### Stated task
Copy out the material below word for word, and leave the pictures out of your copy.

### Object location annotation data
##########

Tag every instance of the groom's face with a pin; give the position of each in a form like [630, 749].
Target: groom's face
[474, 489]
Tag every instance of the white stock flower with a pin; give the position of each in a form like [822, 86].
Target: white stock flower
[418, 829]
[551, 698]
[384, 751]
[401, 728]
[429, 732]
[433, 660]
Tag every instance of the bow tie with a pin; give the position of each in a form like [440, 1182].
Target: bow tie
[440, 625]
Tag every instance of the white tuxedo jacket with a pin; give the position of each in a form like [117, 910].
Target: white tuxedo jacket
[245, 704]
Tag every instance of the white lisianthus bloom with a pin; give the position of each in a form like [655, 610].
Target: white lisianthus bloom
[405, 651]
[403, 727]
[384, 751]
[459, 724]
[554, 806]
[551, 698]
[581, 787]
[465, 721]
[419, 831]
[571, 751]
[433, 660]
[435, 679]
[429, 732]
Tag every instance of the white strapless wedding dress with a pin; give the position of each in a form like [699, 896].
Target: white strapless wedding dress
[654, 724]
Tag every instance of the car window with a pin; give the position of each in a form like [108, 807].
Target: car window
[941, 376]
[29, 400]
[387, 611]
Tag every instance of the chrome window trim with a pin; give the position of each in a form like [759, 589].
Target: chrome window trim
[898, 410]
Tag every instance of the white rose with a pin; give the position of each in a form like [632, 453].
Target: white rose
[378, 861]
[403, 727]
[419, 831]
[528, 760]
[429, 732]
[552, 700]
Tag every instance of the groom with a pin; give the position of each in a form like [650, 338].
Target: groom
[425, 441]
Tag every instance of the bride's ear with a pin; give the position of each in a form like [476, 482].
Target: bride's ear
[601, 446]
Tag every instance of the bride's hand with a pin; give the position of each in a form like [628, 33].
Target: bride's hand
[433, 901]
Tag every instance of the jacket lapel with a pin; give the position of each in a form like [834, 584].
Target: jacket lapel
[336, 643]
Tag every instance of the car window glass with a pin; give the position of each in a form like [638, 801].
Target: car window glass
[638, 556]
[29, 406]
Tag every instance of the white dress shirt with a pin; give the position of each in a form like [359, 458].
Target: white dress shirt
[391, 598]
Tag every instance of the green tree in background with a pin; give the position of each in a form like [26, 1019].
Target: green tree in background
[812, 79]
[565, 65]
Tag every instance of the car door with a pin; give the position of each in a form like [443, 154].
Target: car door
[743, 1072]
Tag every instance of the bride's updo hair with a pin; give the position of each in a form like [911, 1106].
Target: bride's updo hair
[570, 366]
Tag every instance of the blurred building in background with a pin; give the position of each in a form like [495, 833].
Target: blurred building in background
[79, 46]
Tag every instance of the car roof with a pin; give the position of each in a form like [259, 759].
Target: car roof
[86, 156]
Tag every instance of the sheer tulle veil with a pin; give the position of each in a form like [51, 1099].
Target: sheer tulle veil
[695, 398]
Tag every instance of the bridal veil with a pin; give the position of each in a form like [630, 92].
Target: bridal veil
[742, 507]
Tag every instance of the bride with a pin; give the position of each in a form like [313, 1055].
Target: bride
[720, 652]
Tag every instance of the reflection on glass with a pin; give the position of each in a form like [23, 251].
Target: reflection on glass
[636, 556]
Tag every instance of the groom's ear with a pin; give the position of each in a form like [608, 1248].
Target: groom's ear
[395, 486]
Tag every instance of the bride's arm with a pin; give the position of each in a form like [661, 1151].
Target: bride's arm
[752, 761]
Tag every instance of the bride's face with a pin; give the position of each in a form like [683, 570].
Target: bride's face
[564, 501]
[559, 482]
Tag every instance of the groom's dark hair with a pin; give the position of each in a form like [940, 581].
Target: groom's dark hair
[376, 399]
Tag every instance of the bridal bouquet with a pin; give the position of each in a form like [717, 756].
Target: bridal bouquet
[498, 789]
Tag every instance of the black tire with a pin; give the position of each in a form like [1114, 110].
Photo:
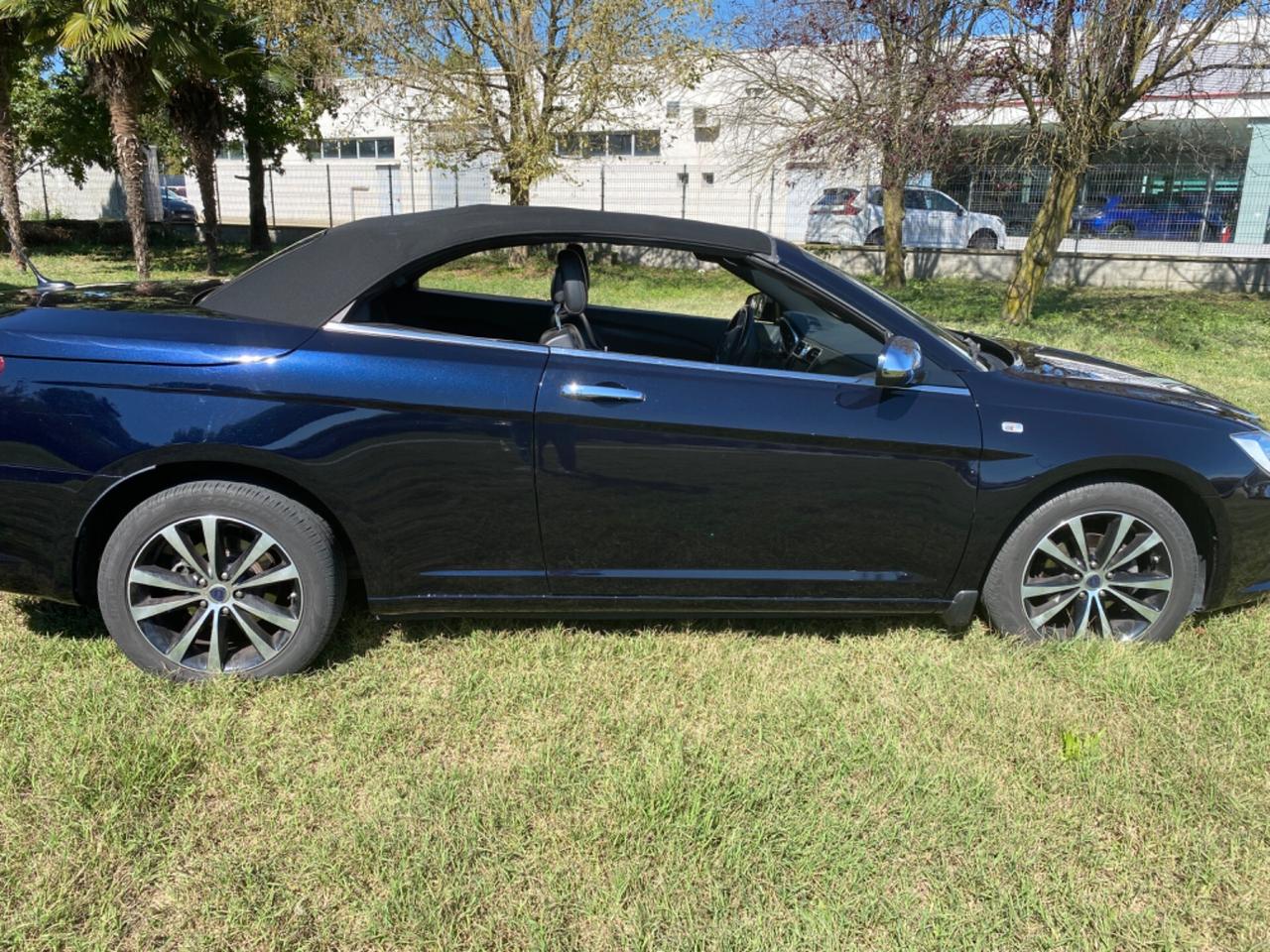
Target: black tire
[983, 240]
[1015, 567]
[304, 546]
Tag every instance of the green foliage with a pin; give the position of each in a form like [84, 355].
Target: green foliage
[58, 121]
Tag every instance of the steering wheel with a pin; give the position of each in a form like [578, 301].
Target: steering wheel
[738, 340]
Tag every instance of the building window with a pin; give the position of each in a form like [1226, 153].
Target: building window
[648, 143]
[619, 143]
[349, 149]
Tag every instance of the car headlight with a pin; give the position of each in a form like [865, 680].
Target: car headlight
[1256, 445]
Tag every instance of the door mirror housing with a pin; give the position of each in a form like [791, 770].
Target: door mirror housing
[899, 365]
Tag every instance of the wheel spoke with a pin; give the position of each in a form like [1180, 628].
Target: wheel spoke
[1139, 607]
[1039, 620]
[1058, 555]
[1078, 529]
[1037, 589]
[270, 612]
[151, 607]
[1109, 549]
[187, 636]
[1132, 580]
[258, 548]
[172, 535]
[253, 631]
[1103, 622]
[212, 552]
[1141, 548]
[157, 578]
[213, 644]
[1083, 622]
[216, 584]
[284, 572]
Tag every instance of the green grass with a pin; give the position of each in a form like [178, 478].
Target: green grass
[866, 784]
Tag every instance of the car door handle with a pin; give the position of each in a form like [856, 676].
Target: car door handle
[601, 391]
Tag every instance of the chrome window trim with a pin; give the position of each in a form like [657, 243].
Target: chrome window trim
[379, 330]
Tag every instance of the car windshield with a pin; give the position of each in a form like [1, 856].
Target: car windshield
[960, 343]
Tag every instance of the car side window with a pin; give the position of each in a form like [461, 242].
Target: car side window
[915, 199]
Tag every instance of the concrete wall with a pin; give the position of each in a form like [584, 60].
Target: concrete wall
[1243, 275]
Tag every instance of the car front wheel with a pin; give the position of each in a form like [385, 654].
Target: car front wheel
[1109, 560]
[221, 578]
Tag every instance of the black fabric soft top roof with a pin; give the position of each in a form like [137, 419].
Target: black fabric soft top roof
[312, 281]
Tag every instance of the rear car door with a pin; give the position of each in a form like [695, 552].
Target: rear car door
[697, 480]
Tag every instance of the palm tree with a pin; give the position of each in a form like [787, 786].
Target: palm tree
[13, 51]
[128, 49]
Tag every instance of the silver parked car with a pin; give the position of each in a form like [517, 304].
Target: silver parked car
[842, 216]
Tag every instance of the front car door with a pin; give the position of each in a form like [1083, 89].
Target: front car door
[948, 220]
[694, 480]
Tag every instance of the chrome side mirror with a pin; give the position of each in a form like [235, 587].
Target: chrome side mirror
[899, 365]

##########

### Answer in full
Tag every instance of the groom's face with a pin; give the position of each in a form like [630, 749].
Target: groom's face
[474, 489]
Tag every instance of the white stock flower with a pin; give the position of each in a form like [822, 86].
Target: white stock flower
[418, 829]
[551, 698]
[384, 751]
[401, 728]
[429, 732]
[433, 660]
Tag every instance of the bow tie with a pin; give the position of each in a form like [440, 1182].
Target: bow tie
[440, 625]
Tag every instance of the white tuxedo jacket with a pin; give the position of each in a form like [117, 910].
Target: white tuxedo jacket
[245, 704]
Tag every instance of the white lisianthus bloom with a pin; give the position of each in a form like [655, 610].
Target: white lisianthus bloom
[405, 651]
[403, 727]
[384, 751]
[459, 724]
[554, 806]
[551, 698]
[581, 787]
[465, 721]
[419, 831]
[571, 751]
[433, 660]
[435, 679]
[429, 732]
Tag every instance of the white strapless wedding dress with a pin; give the position of each in a form like [699, 896].
Target: white strapless wedding dress
[654, 724]
Tag every instance of the car window with a pin; give the position of each in a form like [108, 807].
Target: car window
[941, 376]
[29, 400]
[387, 611]
Tag every instance of the chrome window trim with a pin; give the position of each in a form like [759, 589].
Target: chrome window trim
[898, 410]
Tag every instance of the white rose with a pin; give the position of each in a form like [632, 453].
Target: white rose
[378, 861]
[403, 727]
[419, 831]
[528, 760]
[429, 732]
[552, 700]
Tag every instance of the groom with a pin; give the position of each in a form like [650, 338].
Target: groom
[425, 441]
Tag every instance of the bride's ear with a pin; give the position of each in a form like [476, 482].
Target: bride's ear
[601, 446]
Tag every instance of the bride's hand with a pin; give the position of each in a form like [628, 33].
Target: bride's hand
[433, 901]
Tag every instance of the jacket lapel with a pin; give the position of each in a form like [834, 584].
Target: jacket lapel
[336, 643]
Tag every instance of the car window glass with a pin; give the position of each in a form like [638, 801].
Target: car window glass
[638, 556]
[29, 406]
Tag every instance of the white dress shirt with a pin; give the position of each in a form like [359, 458].
Target: white dress shirt
[391, 598]
Tag every instance of the green tree in background with a pin; give the position of each in a form like [26, 1019].
Target: green tree in background
[812, 79]
[565, 65]
Tag every instance of the car door with a pin; give the position of each in a form like [443, 154].
Target: car door
[743, 1072]
Tag every instance of the bride's updo hair with a pin; give the position of each in a form like [911, 1106].
Target: bride's updo hair
[570, 366]
Tag every instance of the blurred building in background with a pin; give the position of each in a form like [495, 833].
Target: blurred building in background
[79, 46]
Tag every instance of the car roof with a pin; give the position of each in a form like [259, 759].
Target: car roof
[86, 156]
Tag every instance of the sheer tulle veil with a pin; give the position of each in a form like [51, 1099].
Target: sheer tulle veil
[695, 398]
Tag every instance of the bridal veil with a pin; give the position of each in a form like [630, 92].
Target: bridal veil
[742, 507]
Tag every instance of the bride with a pin; give the position of each in a form like [313, 1055].
Target: bride
[720, 652]
Tag every instance of the reflection on glass with a pin; give the position of each in a form like [23, 251].
Target: reflection on glass
[636, 556]
Tag every instance of the groom's ear with a pin; give the position of each in a form like [608, 1248].
Target: groom's ear
[395, 486]
Tag every instance of the bride's arm with a pin; give the position of each in a form like [661, 1151].
Target: bride's arm
[752, 761]
Tag every instance of the bride's face with a pin; give the position of each in a form like [683, 570].
Target: bride's face
[564, 501]
[559, 482]
Tag every instance of the groom's dark hair with a pin; give the position of each in a form like [940, 581].
Target: groom's dark hair
[376, 399]
Tag every instance of the bridal bouquet with a pin; give the position of each in a form like [717, 756].
Target: bridal bouquet
[498, 789]
Tag every instance of the black tire with a pin; give the position of each in a form like [1114, 110].
Photo:
Target: black tire
[983, 240]
[1015, 567]
[304, 546]
Tag every instance of the green foliage with a pin; give the position of each in a form like [84, 355].
Target: green foliage
[58, 121]
Tag every instance of the steering wheel with a pin; give the position of each in a form like [578, 301].
Target: steering wheel
[738, 340]
Tag every instance of the building window with a pin; give the position of each in a form like [1226, 153].
Target: building window
[648, 143]
[619, 143]
[349, 149]
Tag every instance of the car headlight with a pin; give the position of each in a form like [865, 680].
Target: car headlight
[1256, 445]
Tag every instance of the door mirror housing with a pin; give the position of each in a form like [791, 770].
Target: door mirror housing
[899, 365]
Tag every instance of the wheel spoke with a pin; give the position of each in a form like [1180, 628].
Target: wheel spoke
[1139, 607]
[1039, 620]
[1058, 555]
[1078, 529]
[1037, 589]
[270, 612]
[151, 607]
[1109, 549]
[187, 636]
[1132, 580]
[258, 548]
[172, 535]
[253, 631]
[1103, 622]
[212, 552]
[1141, 548]
[157, 578]
[213, 644]
[1083, 622]
[216, 584]
[284, 572]
Tag every instance of the green grass with a pin; give the position of each in a form like [178, 478].
Target: green grass
[866, 784]
Tag every instance of the car door handle with a pin; give the position of each in a form like [856, 676].
Target: car door handle
[601, 391]
Tag every instance of the chrome window trim with a pin; give the position of each in a form like [657, 243].
Target: chrome window trim
[379, 330]
Tag every instance of the car windshield with a pin; give the position of each in a form like [1, 856].
Target: car windshield
[960, 343]
Tag every instance of the car side window with a pin; give the position of each in a form like [461, 242].
Target: car side window
[915, 199]
Tag every instance of the concrete wall with a pin; give the position of each in a form like [584, 60].
Target: concrete wall
[1243, 275]
Tag every instance of the car front wheel with a pin; give the position of each in a form like [385, 654].
Target: car front wheel
[1109, 560]
[221, 578]
Tag every instance of the black fabric soft top roof with a pin; give the position of each in a form like [137, 419].
Target: black fabric soft top roof
[312, 281]
Tag every instance of the rear car door with a pin; give the position of each in a form like [695, 552].
Target: rear car door
[697, 480]
Tag every instance of the palm tree with a pin; give the position of each in a form like [787, 786].
Target: palm tree
[13, 51]
[128, 49]
Tag every instance of the silver parked car with a pin; give the position of each in a form like [517, 304].
Target: silver parked car
[842, 216]
Tag every instance of the front car door with a pin; give the position of each in a form like [1083, 89].
Target: front car door
[948, 220]
[694, 480]
Tag every instance of the chrome side mirror with a pin; give the position of each in a form like [235, 587].
Target: chrome side mirror
[899, 365]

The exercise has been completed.